» **EXERCISE PROMPT**
Convert only the lines of the items below that start at the line containing "Would you mind spotting the bicycle front" and stop after the line containing "<point>437,256</point>" into a numbered list, leaving out any blank lines.

» **DATA PROVIDED**
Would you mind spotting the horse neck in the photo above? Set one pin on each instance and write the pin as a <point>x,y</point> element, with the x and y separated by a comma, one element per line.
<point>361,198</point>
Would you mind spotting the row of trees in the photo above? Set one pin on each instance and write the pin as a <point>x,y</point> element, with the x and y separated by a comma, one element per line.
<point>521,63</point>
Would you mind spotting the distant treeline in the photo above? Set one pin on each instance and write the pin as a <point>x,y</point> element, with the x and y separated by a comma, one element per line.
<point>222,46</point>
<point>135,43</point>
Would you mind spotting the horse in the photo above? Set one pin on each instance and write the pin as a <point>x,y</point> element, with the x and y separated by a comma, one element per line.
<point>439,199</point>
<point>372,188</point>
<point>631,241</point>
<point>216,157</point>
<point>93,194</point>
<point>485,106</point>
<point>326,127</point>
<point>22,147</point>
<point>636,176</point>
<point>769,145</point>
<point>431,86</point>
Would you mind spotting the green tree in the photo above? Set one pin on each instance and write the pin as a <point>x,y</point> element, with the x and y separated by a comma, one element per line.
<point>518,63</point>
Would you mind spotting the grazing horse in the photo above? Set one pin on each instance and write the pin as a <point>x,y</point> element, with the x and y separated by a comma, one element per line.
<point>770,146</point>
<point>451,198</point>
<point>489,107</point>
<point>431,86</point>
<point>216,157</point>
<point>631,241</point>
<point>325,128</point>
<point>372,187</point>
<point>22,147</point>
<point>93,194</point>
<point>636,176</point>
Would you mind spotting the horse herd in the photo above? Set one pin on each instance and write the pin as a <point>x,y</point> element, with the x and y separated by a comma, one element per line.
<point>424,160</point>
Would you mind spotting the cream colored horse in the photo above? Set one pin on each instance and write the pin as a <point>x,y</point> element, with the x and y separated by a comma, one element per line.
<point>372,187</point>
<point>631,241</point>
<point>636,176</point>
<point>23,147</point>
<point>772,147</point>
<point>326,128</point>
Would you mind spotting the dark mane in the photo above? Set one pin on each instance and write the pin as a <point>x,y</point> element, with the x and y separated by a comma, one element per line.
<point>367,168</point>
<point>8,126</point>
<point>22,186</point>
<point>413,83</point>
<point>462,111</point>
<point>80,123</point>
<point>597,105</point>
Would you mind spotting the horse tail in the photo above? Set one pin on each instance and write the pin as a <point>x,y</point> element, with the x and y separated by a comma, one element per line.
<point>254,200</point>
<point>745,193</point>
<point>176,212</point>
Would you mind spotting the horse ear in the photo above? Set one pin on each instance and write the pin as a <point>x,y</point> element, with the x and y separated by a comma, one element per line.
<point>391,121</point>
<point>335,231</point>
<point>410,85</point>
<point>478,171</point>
* * *
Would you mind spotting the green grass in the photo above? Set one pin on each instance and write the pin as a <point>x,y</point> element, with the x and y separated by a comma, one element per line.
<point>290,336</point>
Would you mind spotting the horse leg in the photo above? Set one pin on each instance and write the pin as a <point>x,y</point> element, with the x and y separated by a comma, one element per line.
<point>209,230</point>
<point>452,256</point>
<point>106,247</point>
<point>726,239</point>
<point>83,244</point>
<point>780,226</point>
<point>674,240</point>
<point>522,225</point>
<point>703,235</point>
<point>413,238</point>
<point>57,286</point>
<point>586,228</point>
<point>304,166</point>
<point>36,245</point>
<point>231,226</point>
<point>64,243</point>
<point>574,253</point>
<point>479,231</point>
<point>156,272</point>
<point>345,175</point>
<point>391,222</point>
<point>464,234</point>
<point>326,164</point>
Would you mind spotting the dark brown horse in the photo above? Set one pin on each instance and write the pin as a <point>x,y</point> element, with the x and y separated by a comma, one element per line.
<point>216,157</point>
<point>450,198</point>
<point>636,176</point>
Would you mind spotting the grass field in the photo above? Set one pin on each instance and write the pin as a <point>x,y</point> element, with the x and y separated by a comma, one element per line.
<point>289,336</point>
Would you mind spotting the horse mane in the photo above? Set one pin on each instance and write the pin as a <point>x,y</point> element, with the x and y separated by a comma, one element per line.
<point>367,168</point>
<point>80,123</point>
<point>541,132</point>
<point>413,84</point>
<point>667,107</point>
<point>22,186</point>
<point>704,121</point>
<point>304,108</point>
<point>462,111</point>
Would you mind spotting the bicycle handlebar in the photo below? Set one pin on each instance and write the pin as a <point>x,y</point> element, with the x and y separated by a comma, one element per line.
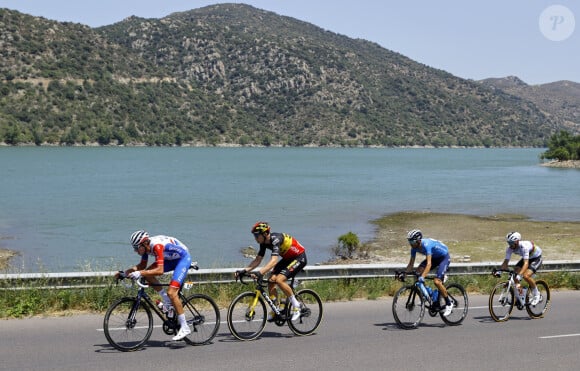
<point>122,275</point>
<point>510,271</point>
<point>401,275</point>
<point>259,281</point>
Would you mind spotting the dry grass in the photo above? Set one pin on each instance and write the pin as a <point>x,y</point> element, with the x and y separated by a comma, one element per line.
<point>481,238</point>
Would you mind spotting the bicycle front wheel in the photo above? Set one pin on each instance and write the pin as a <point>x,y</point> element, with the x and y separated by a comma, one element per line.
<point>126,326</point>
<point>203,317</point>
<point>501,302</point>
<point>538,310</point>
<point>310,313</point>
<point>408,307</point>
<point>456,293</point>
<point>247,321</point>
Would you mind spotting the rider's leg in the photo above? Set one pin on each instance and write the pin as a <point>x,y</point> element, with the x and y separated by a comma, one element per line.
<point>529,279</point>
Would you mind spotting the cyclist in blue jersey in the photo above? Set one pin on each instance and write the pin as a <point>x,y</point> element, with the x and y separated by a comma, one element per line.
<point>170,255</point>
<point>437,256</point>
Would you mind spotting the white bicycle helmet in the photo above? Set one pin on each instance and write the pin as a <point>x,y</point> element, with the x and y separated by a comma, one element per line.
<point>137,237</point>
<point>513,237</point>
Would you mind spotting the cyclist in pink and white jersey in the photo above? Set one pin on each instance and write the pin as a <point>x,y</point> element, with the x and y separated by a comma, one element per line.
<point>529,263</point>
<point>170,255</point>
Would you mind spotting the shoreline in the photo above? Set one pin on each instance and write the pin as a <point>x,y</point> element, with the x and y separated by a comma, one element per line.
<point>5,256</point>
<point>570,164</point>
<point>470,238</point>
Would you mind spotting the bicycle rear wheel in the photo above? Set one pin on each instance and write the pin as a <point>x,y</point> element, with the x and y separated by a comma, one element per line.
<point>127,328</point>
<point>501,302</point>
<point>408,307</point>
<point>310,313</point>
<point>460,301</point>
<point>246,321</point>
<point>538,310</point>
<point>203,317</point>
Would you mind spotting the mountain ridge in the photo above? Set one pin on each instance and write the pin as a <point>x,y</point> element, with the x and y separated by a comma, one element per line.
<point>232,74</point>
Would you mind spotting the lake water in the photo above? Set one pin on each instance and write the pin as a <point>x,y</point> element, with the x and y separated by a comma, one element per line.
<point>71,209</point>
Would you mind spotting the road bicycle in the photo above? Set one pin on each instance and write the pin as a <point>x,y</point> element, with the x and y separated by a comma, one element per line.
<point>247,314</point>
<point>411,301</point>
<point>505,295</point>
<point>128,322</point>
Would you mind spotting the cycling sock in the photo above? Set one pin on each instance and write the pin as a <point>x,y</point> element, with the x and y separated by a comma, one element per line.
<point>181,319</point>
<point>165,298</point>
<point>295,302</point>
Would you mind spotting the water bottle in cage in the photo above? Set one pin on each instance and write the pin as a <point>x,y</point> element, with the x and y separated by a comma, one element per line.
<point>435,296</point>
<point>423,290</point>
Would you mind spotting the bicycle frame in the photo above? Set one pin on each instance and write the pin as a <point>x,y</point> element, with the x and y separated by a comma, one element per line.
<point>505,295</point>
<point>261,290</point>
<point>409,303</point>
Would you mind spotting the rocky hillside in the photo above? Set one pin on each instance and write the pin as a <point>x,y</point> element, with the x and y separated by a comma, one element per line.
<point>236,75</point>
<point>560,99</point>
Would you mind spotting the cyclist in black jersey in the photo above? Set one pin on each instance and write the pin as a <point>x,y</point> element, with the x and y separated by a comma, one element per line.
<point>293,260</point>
---
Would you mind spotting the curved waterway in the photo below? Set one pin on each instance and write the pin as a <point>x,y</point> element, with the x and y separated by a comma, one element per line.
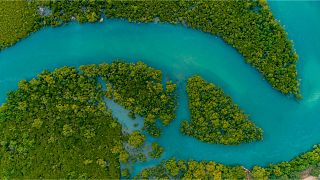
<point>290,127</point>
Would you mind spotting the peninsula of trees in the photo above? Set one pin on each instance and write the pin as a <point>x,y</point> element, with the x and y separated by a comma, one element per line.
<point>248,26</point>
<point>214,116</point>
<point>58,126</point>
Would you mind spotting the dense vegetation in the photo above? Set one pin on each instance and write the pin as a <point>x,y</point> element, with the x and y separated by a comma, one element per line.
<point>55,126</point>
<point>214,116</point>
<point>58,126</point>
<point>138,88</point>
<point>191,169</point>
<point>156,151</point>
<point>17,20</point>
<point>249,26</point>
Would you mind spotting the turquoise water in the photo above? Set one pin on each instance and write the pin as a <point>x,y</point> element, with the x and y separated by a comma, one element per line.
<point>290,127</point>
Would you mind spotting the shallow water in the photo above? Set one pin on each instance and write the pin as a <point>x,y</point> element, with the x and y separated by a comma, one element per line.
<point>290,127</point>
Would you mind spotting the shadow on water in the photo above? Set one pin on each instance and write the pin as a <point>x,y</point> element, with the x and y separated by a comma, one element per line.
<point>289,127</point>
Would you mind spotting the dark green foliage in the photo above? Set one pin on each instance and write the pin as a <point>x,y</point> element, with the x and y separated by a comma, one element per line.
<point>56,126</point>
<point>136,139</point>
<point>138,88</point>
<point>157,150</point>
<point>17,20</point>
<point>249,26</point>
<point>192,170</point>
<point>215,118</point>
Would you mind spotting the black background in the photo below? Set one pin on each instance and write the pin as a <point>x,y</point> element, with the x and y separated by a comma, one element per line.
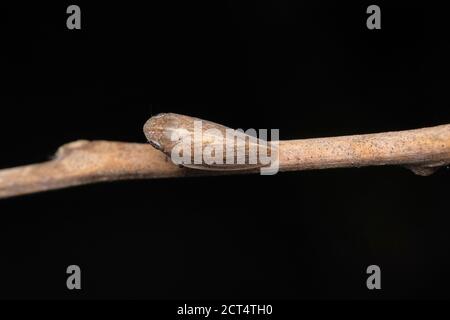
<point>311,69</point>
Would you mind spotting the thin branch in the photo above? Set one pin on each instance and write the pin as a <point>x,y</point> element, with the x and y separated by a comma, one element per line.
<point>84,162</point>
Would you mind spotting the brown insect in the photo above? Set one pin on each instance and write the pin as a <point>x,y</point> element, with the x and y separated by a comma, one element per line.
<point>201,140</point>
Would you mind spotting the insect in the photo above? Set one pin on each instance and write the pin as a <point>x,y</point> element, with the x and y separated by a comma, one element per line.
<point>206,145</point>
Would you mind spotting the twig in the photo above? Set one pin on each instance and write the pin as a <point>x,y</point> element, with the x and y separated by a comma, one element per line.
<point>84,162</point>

» **FINAL RESULT**
1. Would you mind spotting the bicycle front wheel in the photo above? Set one pin on each instance and write the pin as a <point>x,y</point> element, with the x and y separated by a comma, one element per line.
2. <point>126,326</point>
3. <point>203,317</point>
4. <point>501,302</point>
5. <point>538,310</point>
6. <point>310,313</point>
7. <point>408,307</point>
8. <point>456,293</point>
9. <point>247,321</point>
10. Would you mind spotting the rider's leg in the photo above? Set one pin on each instance and write the pin as a <point>x,y</point> element, with the x and y separated by a comma, one element per line.
11. <point>529,279</point>
12. Would you mind spotting the cyclist in blue jersey in the photo above? Set one pin on each instance and write the pin as a <point>x,y</point> element, with the x and y separated by a comma, one element per line.
13. <point>170,255</point>
14. <point>437,256</point>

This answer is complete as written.